Collected data entries
+-------+
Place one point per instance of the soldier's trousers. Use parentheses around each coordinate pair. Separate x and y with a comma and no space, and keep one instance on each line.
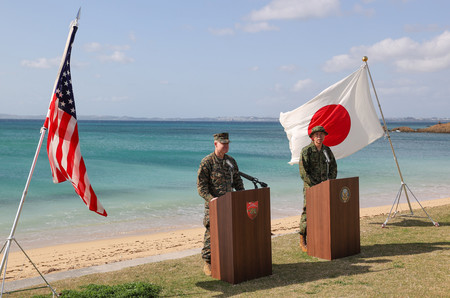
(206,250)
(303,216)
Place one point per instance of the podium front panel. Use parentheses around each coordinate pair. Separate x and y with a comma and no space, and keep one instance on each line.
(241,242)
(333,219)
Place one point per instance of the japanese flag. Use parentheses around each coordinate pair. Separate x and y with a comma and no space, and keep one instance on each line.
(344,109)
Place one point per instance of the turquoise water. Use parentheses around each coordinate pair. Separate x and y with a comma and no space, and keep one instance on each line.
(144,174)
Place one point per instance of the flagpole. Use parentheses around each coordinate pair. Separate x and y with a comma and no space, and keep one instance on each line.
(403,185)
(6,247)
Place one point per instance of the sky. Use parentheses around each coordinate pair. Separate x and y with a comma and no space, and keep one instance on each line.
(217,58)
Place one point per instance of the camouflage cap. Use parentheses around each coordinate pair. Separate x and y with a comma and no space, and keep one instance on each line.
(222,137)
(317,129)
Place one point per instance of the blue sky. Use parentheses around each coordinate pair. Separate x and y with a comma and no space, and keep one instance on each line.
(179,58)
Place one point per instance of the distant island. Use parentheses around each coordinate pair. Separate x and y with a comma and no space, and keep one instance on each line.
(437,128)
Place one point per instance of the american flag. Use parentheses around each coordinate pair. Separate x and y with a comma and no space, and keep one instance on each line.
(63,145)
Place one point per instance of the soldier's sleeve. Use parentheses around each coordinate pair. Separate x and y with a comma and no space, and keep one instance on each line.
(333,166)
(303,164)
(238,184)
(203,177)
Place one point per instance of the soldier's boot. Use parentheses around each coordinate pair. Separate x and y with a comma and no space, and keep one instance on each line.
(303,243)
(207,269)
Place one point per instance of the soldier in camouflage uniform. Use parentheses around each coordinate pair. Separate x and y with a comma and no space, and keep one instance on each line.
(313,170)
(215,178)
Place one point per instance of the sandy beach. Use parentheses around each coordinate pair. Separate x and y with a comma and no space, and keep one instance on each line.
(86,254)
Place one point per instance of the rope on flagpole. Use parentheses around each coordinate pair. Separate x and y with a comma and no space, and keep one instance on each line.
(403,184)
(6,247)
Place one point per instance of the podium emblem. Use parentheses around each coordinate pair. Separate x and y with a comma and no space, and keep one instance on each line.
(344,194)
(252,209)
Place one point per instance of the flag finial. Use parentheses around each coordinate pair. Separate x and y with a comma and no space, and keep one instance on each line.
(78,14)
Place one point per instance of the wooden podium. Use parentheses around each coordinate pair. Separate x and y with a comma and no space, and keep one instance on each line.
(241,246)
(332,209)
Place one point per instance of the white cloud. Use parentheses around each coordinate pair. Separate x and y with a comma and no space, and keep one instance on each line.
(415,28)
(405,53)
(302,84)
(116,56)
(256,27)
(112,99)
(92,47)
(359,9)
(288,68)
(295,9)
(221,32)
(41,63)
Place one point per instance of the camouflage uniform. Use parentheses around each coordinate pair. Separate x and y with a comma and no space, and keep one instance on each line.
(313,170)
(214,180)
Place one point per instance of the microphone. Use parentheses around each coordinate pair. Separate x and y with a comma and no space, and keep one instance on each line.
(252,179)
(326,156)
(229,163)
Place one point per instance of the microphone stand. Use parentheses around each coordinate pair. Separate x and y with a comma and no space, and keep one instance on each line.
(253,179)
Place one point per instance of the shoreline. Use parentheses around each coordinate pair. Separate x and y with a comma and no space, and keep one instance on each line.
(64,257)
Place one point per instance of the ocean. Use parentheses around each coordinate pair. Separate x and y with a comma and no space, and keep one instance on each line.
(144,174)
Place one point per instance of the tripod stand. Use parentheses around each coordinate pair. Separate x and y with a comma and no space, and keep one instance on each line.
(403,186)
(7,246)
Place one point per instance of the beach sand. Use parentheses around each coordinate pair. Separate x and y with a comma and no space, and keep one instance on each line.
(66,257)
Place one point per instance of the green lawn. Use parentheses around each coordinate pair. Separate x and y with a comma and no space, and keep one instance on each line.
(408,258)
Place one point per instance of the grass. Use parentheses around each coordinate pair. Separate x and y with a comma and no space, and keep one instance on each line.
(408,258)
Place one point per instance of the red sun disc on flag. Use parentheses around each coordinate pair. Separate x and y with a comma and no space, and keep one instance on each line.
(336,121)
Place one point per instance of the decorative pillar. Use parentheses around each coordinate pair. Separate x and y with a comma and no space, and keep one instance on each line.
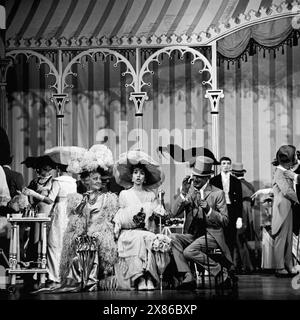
+-------+
PROBLEM DETAILS: Rewrite the part that opens with the line containing "Place one point per instance of the microphone stand." and closes at the end of the records, both ends included and requests kept, multiplying every point coordinate in the answers by 1.8 and rounding each to a whole number, halves up. Leave the pictures out.

SOLUTION TO THIS PROBLEM:
Place one point per instance of the microphone stand. Use parentheses around each coordinate pair. Separate x and y with a comma and no space, and keep one instance on each line.
(455,322)
Place one point per instance of the shoreline. Use parentheses around each coordinate pair. Separate x and y with a comma and no space, and keep one instance on each line.
(115,463)
Place one point per instance of the ocean. Use parentheses around each coordinate pair. Separate x and y with a comma and no space, and keep one instance on each line.
(259,313)
Place one point per instance of the tripod stand. Use parentheses around each coordinate pair. Separate x and y with a comma and no space, and keep one instance on each line.
(725,335)
(13,443)
Place one point per instance of the beach sand. Use parentheses around each coordinate pair. Separate x and y with a comma and no space, and keep one instance on each line.
(119,463)
Place one point per instance of the green lawn. Use parentheses around each coordinate pair. Separate x and y with a comma and no space, and keep one instance on each line.
(734,464)
Place one point per instance of the grass. Use parentheses around each coordinate pair. Separate x and y with a comma and no space, and keep one instance on each line.
(734,464)
Place one point per instance of the red sun disc on flag. Use parentheses around each coordinate pair. Separate x and y with a comma and no space, and keep one instance on each line.
(605,218)
Place one point per instance of the decorative pillar. Use parentheses around each coordinate pair. Separate x and y with a comma and no space, and keep one instance on each line.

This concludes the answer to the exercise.